══ Exercise materials

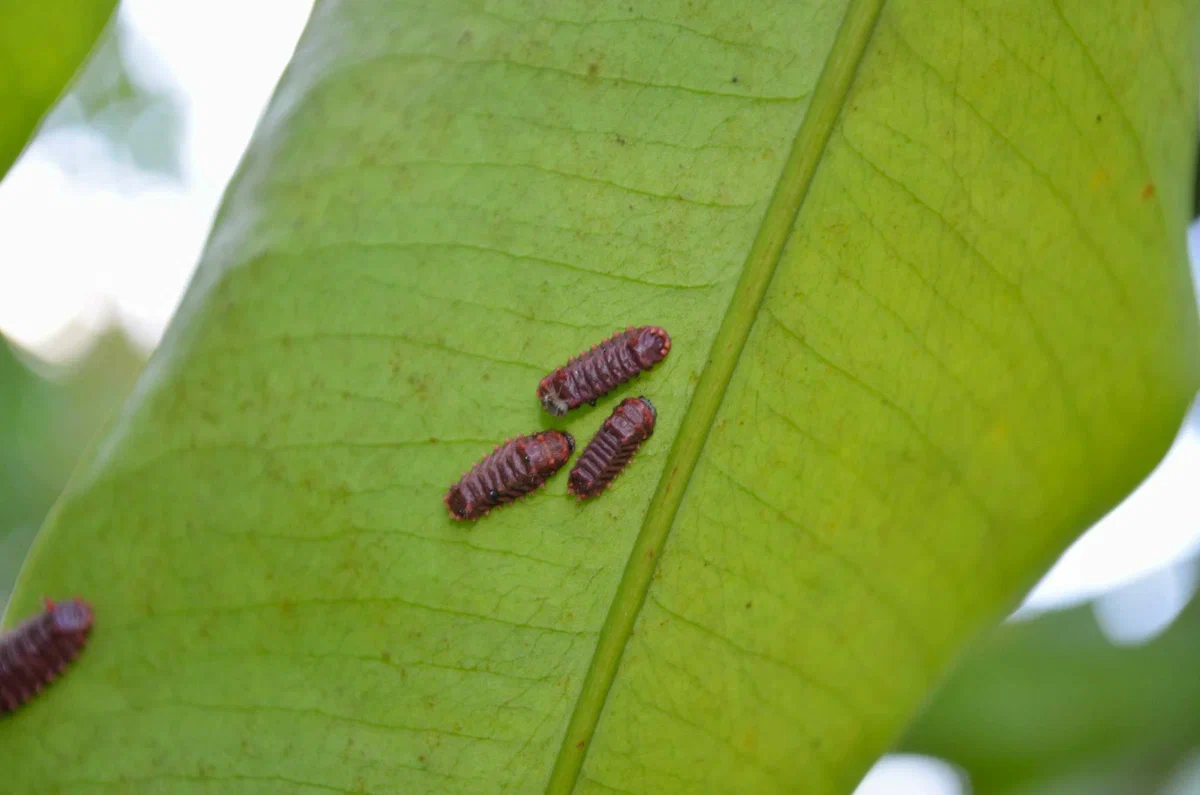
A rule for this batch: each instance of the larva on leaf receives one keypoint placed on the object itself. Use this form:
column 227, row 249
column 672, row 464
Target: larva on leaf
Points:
column 37, row 651
column 604, row 368
column 630, row 424
column 513, row 470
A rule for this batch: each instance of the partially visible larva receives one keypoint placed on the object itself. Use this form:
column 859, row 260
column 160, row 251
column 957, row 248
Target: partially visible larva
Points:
column 630, row 424
column 604, row 368
column 509, row 472
column 36, row 652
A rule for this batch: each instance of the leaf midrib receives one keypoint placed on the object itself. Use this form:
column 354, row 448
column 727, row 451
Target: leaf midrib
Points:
column 765, row 253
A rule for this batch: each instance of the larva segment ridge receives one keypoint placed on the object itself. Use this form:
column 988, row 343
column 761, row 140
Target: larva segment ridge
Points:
column 509, row 472
column 610, row 450
column 603, row 368
column 37, row 651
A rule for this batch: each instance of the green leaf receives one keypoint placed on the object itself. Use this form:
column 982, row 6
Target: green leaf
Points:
column 47, row 417
column 924, row 270
column 42, row 43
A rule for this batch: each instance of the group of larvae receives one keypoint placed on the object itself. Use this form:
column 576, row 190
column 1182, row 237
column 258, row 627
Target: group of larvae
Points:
column 39, row 651
column 525, row 464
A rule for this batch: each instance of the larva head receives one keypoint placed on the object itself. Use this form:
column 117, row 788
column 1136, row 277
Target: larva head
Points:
column 550, row 393
column 648, row 407
column 459, row 503
column 547, row 452
column 70, row 617
column 651, row 346
column 633, row 420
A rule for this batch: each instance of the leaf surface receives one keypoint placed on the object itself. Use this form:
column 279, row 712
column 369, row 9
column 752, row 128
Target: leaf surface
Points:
column 924, row 270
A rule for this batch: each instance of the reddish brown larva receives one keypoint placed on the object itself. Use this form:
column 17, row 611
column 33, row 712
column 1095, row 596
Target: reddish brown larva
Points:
column 509, row 472
column 36, row 652
column 604, row 368
column 630, row 424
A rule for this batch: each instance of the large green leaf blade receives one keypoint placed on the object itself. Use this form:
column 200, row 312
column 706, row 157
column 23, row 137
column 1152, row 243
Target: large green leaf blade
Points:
column 42, row 43
column 919, row 342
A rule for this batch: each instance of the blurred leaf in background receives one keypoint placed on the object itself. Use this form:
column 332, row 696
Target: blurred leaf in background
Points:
column 42, row 43
column 135, row 117
column 47, row 416
column 1053, row 706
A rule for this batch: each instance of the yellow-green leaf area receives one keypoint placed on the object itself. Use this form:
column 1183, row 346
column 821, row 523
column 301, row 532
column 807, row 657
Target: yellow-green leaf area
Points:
column 924, row 273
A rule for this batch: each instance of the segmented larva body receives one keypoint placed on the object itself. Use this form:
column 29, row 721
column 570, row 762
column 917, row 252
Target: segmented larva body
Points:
column 630, row 424
column 509, row 472
column 604, row 368
column 36, row 652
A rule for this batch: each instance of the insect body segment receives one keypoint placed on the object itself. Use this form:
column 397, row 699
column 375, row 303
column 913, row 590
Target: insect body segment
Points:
column 630, row 424
column 509, row 472
column 607, row 365
column 36, row 652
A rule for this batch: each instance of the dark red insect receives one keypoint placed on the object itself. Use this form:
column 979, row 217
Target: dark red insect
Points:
column 629, row 424
column 36, row 652
column 604, row 368
column 513, row 470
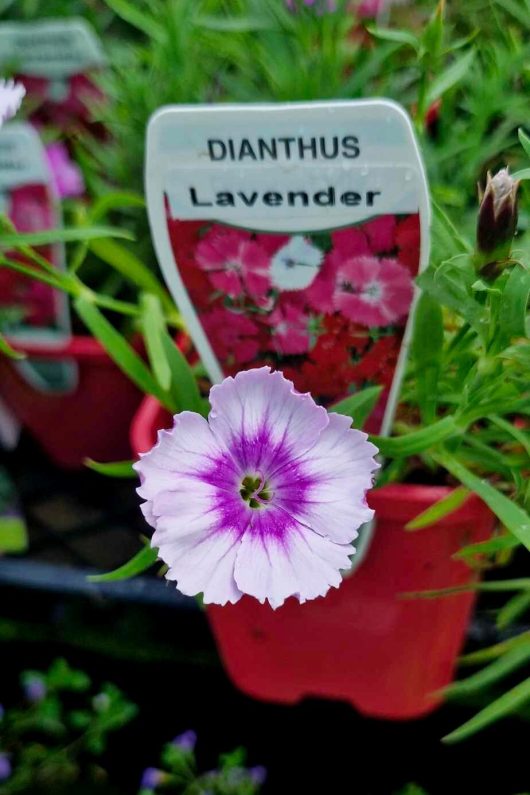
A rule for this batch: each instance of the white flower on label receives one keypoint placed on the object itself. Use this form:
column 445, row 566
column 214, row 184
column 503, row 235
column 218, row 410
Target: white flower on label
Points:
column 296, row 264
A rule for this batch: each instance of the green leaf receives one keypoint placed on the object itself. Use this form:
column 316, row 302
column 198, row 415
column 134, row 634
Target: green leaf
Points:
column 62, row 236
column 500, row 708
column 523, row 174
column 154, row 329
column 358, row 406
column 513, row 609
column 426, row 348
column 118, row 349
column 417, row 441
column 7, row 350
column 142, row 561
column 492, row 673
column 439, row 510
column 513, row 307
column 126, row 263
column 143, row 22
column 184, row 388
column 450, row 283
column 116, row 469
column 397, row 36
column 524, row 140
column 513, row 517
column 450, row 77
column 491, row 547
column 13, row 534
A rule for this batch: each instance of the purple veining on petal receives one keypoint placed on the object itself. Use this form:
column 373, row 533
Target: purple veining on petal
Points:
column 265, row 498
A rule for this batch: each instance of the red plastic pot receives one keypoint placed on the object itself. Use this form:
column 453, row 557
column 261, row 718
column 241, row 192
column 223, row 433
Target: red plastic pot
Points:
column 91, row 421
column 363, row 643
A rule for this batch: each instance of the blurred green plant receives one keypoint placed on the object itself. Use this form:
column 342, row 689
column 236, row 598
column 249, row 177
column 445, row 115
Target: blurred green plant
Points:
column 49, row 742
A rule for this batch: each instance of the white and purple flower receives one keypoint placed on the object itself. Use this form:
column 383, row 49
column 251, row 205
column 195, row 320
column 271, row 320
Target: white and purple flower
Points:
column 11, row 96
column 263, row 498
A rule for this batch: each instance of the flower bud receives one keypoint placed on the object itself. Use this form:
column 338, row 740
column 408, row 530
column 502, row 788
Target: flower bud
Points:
column 497, row 219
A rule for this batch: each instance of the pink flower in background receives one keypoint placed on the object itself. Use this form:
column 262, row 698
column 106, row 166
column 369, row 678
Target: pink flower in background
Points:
column 371, row 291
column 263, row 498
column 235, row 264
column 11, row 96
column 67, row 175
column 232, row 335
column 290, row 334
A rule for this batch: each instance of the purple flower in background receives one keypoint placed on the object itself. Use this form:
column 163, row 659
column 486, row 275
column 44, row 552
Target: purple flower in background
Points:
column 66, row 174
column 34, row 688
column 11, row 96
column 320, row 6
column 264, row 498
column 152, row 778
column 5, row 767
column 186, row 741
column 258, row 775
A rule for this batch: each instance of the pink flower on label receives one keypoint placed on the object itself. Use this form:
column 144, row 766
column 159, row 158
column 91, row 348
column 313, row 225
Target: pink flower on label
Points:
column 371, row 291
column 233, row 336
column 235, row 264
column 11, row 96
column 67, row 176
column 263, row 498
column 290, row 334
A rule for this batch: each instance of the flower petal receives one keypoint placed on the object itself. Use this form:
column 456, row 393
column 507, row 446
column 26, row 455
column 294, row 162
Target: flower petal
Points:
column 202, row 563
column 259, row 417
column 296, row 563
column 338, row 469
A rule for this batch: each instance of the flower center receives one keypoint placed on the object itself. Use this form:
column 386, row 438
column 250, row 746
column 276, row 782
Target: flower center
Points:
column 255, row 491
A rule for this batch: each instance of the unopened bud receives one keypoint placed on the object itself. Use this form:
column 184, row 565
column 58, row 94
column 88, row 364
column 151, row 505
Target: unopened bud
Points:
column 497, row 218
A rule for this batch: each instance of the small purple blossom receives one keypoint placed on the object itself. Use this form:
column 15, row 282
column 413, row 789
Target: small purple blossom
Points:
column 34, row 688
column 5, row 767
column 258, row 775
column 152, row 778
column 67, row 176
column 185, row 741
column 320, row 6
column 11, row 96
column 263, row 498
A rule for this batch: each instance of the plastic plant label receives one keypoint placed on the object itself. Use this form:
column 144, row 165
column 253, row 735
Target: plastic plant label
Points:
column 30, row 311
column 53, row 57
column 290, row 235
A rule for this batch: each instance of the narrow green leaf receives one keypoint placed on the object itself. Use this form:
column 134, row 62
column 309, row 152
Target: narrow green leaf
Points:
column 184, row 388
column 426, row 349
column 7, row 350
column 13, row 534
column 115, row 469
column 397, row 36
column 524, row 140
column 142, row 561
column 450, row 77
column 417, row 441
column 491, row 547
column 513, row 517
column 358, row 406
column 500, row 708
column 513, row 609
column 62, row 236
column 440, row 509
column 514, row 305
column 492, row 673
column 117, row 348
column 126, row 263
column 154, row 328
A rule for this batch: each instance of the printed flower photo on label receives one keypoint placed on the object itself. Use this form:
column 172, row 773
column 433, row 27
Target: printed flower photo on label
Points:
column 327, row 308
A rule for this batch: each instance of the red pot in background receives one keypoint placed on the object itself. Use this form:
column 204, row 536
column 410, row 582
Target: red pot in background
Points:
column 91, row 421
column 363, row 643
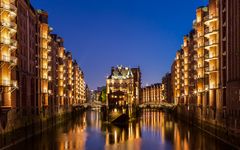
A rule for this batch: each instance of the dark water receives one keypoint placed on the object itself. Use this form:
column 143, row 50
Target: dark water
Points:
column 153, row 131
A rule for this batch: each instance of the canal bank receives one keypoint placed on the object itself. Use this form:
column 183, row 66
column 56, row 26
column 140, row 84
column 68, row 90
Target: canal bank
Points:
column 26, row 127
column 151, row 130
column 213, row 128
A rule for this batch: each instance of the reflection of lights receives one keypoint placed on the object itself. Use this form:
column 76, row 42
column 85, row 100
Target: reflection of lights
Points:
column 115, row 136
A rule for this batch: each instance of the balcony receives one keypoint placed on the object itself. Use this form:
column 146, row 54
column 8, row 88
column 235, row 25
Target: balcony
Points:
column 210, row 57
column 12, row 26
column 9, row 7
column 9, row 42
column 10, row 59
column 209, row 18
column 9, row 83
column 210, row 31
column 211, row 43
column 210, row 70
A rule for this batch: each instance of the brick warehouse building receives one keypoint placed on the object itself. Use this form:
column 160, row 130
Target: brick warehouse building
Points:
column 205, row 72
column 38, row 78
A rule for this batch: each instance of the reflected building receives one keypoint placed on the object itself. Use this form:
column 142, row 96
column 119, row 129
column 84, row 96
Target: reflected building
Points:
column 152, row 93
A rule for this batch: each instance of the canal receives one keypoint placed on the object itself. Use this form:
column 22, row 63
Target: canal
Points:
column 152, row 131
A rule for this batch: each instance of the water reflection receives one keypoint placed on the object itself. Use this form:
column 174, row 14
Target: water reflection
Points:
column 153, row 130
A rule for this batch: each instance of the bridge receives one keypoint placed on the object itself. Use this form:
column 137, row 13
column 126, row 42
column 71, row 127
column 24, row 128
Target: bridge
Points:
column 154, row 105
column 94, row 104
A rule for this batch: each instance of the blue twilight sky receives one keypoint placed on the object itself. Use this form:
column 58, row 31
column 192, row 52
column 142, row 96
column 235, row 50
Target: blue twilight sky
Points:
column 105, row 33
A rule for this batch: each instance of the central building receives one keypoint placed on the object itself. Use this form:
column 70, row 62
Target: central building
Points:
column 123, row 87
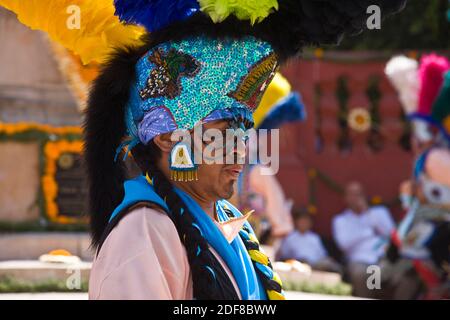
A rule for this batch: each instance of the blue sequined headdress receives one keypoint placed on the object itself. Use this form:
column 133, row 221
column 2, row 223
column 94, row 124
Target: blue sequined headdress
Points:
column 197, row 79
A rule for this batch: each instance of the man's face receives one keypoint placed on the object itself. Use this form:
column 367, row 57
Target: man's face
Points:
column 355, row 197
column 216, row 181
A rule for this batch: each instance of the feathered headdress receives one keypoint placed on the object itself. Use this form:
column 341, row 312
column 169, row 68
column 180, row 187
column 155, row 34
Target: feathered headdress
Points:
column 221, row 54
column 431, row 77
column 403, row 74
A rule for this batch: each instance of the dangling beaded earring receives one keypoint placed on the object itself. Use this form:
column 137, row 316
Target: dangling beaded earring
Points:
column 182, row 166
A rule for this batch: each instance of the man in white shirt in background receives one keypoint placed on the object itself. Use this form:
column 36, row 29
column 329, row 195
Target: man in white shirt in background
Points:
column 361, row 232
column 304, row 245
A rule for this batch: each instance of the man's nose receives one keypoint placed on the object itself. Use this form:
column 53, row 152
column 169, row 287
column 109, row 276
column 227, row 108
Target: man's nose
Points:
column 240, row 149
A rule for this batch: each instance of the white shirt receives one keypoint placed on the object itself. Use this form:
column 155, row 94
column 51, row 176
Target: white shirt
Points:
column 360, row 236
column 305, row 247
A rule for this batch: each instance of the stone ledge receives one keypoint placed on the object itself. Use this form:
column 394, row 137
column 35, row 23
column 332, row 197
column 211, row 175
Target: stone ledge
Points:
column 31, row 245
column 35, row 271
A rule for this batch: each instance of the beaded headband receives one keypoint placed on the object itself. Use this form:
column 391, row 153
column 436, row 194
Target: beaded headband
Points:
column 197, row 79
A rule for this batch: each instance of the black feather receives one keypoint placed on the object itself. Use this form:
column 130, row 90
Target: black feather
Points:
column 297, row 23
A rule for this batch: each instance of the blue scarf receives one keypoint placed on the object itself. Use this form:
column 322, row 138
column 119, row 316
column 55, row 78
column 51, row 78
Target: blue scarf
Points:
column 234, row 254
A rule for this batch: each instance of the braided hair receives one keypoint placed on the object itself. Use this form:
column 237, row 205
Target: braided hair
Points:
column 210, row 280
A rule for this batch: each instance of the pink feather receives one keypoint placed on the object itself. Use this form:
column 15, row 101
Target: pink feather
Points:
column 431, row 77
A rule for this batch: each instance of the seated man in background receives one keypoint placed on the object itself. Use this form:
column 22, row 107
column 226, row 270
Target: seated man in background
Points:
column 360, row 232
column 304, row 245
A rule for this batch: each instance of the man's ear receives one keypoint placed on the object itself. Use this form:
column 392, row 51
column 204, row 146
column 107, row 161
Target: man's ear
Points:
column 164, row 142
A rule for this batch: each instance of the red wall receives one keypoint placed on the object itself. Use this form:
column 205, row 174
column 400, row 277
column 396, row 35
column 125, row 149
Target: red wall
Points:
column 381, row 173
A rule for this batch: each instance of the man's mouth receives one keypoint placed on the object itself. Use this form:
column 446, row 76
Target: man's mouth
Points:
column 234, row 171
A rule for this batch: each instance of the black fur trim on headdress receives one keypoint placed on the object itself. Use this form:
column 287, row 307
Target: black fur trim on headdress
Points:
column 296, row 24
column 104, row 129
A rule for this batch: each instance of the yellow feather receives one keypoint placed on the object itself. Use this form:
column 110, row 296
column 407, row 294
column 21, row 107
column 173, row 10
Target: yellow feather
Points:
column 99, row 30
column 258, row 256
column 278, row 89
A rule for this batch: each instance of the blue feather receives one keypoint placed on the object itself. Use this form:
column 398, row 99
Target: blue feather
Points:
column 155, row 14
column 289, row 109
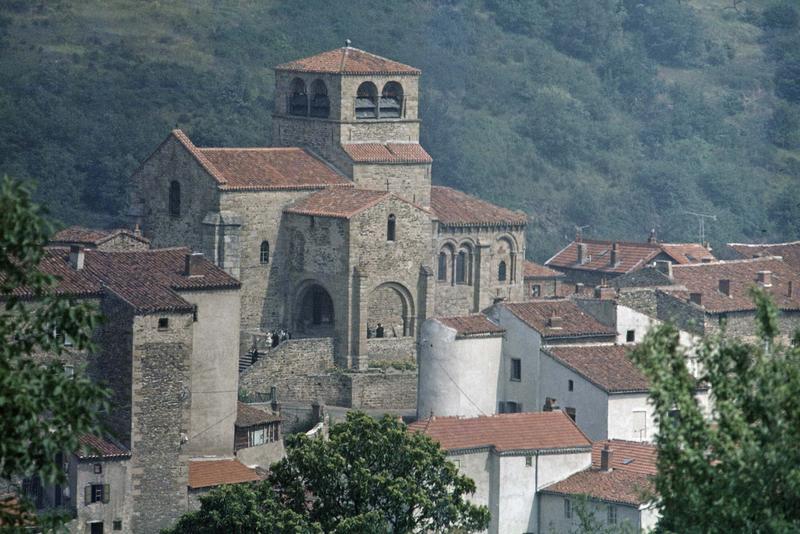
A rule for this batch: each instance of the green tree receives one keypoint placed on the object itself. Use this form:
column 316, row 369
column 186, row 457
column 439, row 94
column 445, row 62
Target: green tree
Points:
column 44, row 411
column 741, row 471
column 369, row 476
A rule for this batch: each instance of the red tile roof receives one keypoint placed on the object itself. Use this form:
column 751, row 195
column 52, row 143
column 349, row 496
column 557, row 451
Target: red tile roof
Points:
column 574, row 322
column 704, row 278
column 534, row 270
column 247, row 416
column 387, row 153
column 454, row 208
column 348, row 60
column 472, row 325
column 629, row 482
column 94, row 447
column 206, row 473
column 790, row 252
column 607, row 366
column 148, row 280
column 505, row 432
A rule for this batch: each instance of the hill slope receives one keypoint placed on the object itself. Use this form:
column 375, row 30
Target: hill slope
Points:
column 618, row 114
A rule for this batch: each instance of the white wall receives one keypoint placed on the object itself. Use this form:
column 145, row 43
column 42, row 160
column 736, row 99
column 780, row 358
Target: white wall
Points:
column 457, row 377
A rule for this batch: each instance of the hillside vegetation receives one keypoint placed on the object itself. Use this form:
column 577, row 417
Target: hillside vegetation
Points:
column 618, row 114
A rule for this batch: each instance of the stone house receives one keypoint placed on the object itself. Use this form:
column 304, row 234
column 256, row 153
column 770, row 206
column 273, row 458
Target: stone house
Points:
column 617, row 489
column 336, row 230
column 511, row 457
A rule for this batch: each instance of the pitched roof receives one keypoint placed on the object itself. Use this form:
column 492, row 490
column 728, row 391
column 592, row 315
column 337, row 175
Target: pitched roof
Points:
column 348, row 60
column 264, row 169
column 472, row 325
column 505, row 432
column 247, row 416
column 704, row 278
column 338, row 203
column 454, row 208
column 574, row 322
column 94, row 447
column 629, row 482
column 148, row 280
column 790, row 252
column 532, row 269
column 607, row 366
column 387, row 153
column 206, row 473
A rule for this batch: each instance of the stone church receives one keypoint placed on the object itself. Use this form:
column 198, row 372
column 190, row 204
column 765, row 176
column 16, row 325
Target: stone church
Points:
column 336, row 230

════

_Given problem:_ Rewrite the stretch of entries from "A rule for this batch: each instance of the plastic" through "column 290, row 235", swapping "plastic plant label" for "plant tag" and keeping everything else the same.

_Solution to this exercise:_
A rule for this batch: each instance of the plant tag receives one keypoint placed on the object itself. Use this form:
column 144, row 165
column 253, row 735
Target: plant tag
Points:
column 30, row 311
column 53, row 57
column 290, row 235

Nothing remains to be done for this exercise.